--- Short task ---
The entries below are to be written out again without alteration.

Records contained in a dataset
▼▼▼
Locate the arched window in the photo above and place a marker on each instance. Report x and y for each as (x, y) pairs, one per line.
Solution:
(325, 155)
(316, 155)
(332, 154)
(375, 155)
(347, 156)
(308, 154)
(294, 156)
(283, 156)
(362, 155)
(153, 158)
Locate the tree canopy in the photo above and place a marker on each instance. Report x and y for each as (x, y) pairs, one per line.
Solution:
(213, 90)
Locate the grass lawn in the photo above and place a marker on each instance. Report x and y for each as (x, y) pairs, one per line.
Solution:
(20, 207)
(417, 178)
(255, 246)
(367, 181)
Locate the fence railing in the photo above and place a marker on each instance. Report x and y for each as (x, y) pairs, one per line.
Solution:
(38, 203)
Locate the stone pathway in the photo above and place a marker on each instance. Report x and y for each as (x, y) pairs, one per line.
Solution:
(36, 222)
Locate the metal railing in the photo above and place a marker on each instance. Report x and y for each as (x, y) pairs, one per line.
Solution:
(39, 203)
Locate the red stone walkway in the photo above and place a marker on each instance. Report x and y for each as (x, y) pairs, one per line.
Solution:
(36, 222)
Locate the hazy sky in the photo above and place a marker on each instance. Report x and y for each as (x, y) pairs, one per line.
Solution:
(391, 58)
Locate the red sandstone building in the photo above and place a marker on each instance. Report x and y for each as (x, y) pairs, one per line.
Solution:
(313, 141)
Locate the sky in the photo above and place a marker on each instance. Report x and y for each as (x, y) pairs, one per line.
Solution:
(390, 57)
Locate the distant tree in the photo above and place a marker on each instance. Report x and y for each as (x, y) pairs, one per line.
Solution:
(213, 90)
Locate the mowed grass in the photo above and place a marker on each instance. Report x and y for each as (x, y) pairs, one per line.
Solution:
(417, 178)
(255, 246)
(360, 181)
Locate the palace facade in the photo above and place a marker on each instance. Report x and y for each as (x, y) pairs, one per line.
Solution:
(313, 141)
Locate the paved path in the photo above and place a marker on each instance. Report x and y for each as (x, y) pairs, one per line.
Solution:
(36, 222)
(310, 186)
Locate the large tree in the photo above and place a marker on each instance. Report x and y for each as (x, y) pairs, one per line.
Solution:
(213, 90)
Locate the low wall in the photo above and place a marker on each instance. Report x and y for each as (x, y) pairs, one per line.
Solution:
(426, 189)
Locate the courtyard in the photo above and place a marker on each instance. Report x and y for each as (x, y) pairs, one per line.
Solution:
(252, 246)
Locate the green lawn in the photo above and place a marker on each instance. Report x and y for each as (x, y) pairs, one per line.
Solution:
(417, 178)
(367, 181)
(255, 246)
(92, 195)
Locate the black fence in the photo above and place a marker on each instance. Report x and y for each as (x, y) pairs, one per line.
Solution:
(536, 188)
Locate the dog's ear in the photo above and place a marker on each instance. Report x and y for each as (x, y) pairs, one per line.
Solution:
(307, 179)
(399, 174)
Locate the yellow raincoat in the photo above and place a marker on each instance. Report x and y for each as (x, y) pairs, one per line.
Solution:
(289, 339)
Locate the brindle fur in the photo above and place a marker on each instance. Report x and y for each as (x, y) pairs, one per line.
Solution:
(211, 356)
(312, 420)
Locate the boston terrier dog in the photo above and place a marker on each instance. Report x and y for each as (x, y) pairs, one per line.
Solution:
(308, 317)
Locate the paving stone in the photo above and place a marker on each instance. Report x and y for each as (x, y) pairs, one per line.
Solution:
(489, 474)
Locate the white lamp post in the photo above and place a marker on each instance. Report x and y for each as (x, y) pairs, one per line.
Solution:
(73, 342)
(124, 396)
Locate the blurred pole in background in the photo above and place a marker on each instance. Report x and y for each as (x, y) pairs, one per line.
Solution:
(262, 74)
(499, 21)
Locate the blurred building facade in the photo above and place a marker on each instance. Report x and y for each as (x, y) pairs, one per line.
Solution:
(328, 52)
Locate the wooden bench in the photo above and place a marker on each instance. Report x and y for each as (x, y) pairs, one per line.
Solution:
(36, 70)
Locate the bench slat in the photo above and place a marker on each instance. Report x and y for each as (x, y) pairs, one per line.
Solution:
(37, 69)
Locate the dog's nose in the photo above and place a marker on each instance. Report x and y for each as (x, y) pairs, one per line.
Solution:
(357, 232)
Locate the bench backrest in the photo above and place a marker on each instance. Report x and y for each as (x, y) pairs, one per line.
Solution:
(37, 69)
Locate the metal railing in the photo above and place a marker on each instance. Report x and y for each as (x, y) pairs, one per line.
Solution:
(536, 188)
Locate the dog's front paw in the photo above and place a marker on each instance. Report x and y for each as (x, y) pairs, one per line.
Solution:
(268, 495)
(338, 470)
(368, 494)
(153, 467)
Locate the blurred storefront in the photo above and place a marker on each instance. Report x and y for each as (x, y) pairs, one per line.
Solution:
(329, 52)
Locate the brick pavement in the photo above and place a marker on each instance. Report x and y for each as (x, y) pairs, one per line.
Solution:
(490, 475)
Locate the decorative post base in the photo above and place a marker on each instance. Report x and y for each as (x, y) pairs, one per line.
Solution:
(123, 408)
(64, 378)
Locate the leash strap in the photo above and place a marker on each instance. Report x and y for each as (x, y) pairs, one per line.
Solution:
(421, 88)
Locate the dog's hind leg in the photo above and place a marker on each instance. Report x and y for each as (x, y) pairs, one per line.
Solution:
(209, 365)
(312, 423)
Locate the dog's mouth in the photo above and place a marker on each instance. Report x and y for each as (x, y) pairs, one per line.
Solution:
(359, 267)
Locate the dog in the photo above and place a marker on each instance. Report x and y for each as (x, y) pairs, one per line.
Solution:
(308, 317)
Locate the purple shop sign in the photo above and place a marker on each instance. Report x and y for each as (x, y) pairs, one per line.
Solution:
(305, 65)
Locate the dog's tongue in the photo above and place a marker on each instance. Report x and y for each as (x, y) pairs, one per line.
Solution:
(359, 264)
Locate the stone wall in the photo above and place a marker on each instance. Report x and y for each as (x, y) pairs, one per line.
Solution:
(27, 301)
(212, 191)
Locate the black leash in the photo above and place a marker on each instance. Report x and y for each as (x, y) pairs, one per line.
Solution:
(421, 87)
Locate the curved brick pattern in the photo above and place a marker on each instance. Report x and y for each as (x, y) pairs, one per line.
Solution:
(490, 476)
▲▲▲
--- Final result ---
Locate the arched window in the photo above and place a marker on each instance. Report x and y for each as (x, y) pairs, one per line.
Solution:
(325, 155)
(316, 155)
(332, 154)
(375, 155)
(347, 156)
(308, 154)
(294, 156)
(283, 156)
(362, 155)
(153, 158)
Locate the tree canopy in the photo above and place a marker on each instance. Report x and y for each as (x, y) pairs, one per line.
Solution:
(213, 90)
Locate the grass lawn in the photo above and place a marker on each instance. Report x and y for each as (x, y) pairs, one per line.
Solution:
(20, 207)
(417, 178)
(255, 246)
(367, 181)
Locate the fence railing in the photo above and place a marker on each instance. Report x and y for each as (x, y) pairs, one per line.
Solution:
(38, 203)
Locate the stone pathway in the photo above and place a marker on each instance. Report x and y for each as (x, y) pairs, one per line.
Solution:
(36, 222)
Locate the metal railing in the photo above and place a marker on each instance. Report x and y for each as (x, y) pairs, one per line.
Solution:
(39, 203)
Locate the red stone walkway in the photo above and place a marker on each instance. Report x and y for each as (x, y) pairs, one per line.
Solution:
(36, 222)
Locate the hazy sky in the photo above and place a marker on each instance. Report x and y for each as (x, y) pairs, one per line.
Solution:
(391, 58)
Locate the red sandstone building in the photo above and place a marker on each instance. Report x and y for each as (x, y) pairs, one per line.
Solution:
(313, 141)
Locate the sky in the photo above and place a marker on each instance. Report x and y for each as (x, y) pairs, one per line.
Solution:
(390, 57)
Locate the distant tree in the photo above and place a marker on each instance. Report x and y for each as (x, y) pairs, one per line.
Solution:
(213, 90)
Locate the mowed grass in the photo above and place a marker on each instance. Report x and y for each as (x, y) pairs, one per line.
Solution:
(417, 178)
(255, 246)
(360, 181)
Locate the palace facade in the photo above and place a marker on each instance. Report x and y for each as (x, y) pairs, one per line.
Solution:
(313, 141)
Locate the paved path in the photo above and place a marker on each instance. Report x and y for each as (x, y) pairs, one per line.
Solution:
(36, 222)
(310, 186)
Locate the large tree in the photo above and place a marker on each instance. Report x and y for each as (x, y) pairs, one per line.
Solution:
(213, 90)
Locate the low wall in the photo above and place a marker on each instance. Report x and y for each as (x, y) pairs, one per line.
Solution:
(426, 189)
Locate the courtyard in the photo above and place a marker on each instance. Report x and y for each as (x, y) pairs, one per line.
Solution:
(252, 246)
Locate the green lawn in the photo above and place a marker on each instance. Report x and y for each as (x, y) pairs, one per line.
Solution:
(417, 178)
(367, 181)
(255, 246)
(92, 195)
Locate the black fence in the photo above and place a marker on each instance. Report x and y for each as (x, y) pairs, one per line.
Solution:
(536, 188)
Locate the dog's ear in the photo above and place a marker on each instance. Report x and y for each as (x, y) pairs, one per line.
Solution:
(307, 179)
(399, 174)
Locate the yellow raincoat in the photo above and place a marker on each instance. Report x and y for each as (x, y) pairs, one per line.
Solution:
(289, 339)
Locate the brindle fur in the photo above and place a marker on each instance. Report x and y for each as (x, y) pairs, one per line.
Solution:
(211, 356)
(312, 420)
Locate the boston terrier dog in the photo above and place a marker on each instance. Report x and y for each as (x, y) pairs, one per line.
Solution:
(308, 317)
Locate the paving stone in the photo above and place a marker on each instance. Report x and y for each as (x, y) pairs, one per line.
Solution:
(489, 474)
Locate the white lamp post in the photo above and place a marker on each instance. Report x and y for each as (x, y) pairs, one per line.
Solution:
(73, 342)
(124, 396)
Locate the blurred pole in background in the photo above and place a marker on each instance. Report x and y for each as (x, y) pairs, one per line.
Solution:
(262, 74)
(499, 21)
Locate the blurred building facade in the photo above and place a marker on each instance. Report x and y for each as (x, y) pairs, one per line.
Solution:
(328, 52)
Locate the wooden bench in the photo above and place a marker on each instance. Report x and y for each as (x, y) pairs, one per line.
Solution:
(36, 70)
Locate the bench slat in the photo above and place a marker on each instance. Report x and y for each as (x, y) pairs, one per line.
Solution:
(37, 69)
Locate the dog's nose in the photo above and place a marker on each instance. Report x and y for each as (x, y) pairs, one per line.
Solution:
(357, 232)
Locate the bench backrest in the photo above and place a marker on each instance. Report x and y for each as (x, y) pairs, one per line.
Solution:
(37, 69)
Locate the metal railing in the photo above and place a marker on each instance. Report x and y for each as (x, y) pairs, one per line.
Solution:
(536, 188)
Locate the dog's front paw in the photo above and place a marker on each instance. Report x and y for each as (x, y) pairs, one per line.
Solution:
(268, 495)
(338, 470)
(368, 494)
(153, 467)
Locate the blurred storefront in the photo above and place a marker on each instance. Report x and y for each as (x, y) pairs, one per line.
Solution:
(329, 52)
Locate the brick pavement in the photo above and place a marker on each instance. Report x and y for each as (x, y) pairs, one per line.
Solution:
(490, 475)
Locate the decorative post base in the photo above and place a marker on each instance. Report x and y for each as (x, y) pairs, one per line.
Solution:
(123, 408)
(64, 378)
Locate the leash strap in the photo above and place a marker on each instance. Report x and y for each as (x, y) pairs, one per line.
Solution:
(421, 88)
Locate the dog's hind leg in the photo above and place a marker on each instance. Report x and y for each as (x, y) pairs, one per line.
Solution:
(209, 365)
(312, 423)
Locate the dog's mouth in the photo above and place a marker on each instance. Report x and y for each as (x, y) pairs, one per line.
Solution:
(359, 267)
Locate the dog in the photo above and place a marker on each instance. Report x and y for each as (x, y) pairs, one per line.
Solution:
(308, 317)
Locate the purple shop sign in the photo above and place a marker on each instance. Report x and y for each as (x, y) pairs, one per line.
Solution:
(305, 65)
Locate the dog's tongue in the photo above and place a marker on each instance. Report x and y for each as (x, y) pairs, one per line.
Solution:
(359, 264)
Locate the stone wall in the photo above and place a marker on each instance. Report x and y for each as (x, y) pairs, one per line.
Solution:
(27, 301)
(212, 191)
Locate the black leash in the photo above and place a marker on each instance. Report x and y for each as (x, y) pairs, one per line.
Solution:
(421, 87)
Locate the curved brick pattern in the photo above and place a marker on each instance. Report x and y for each as (x, y) pairs, one per line.
Solution:
(490, 476)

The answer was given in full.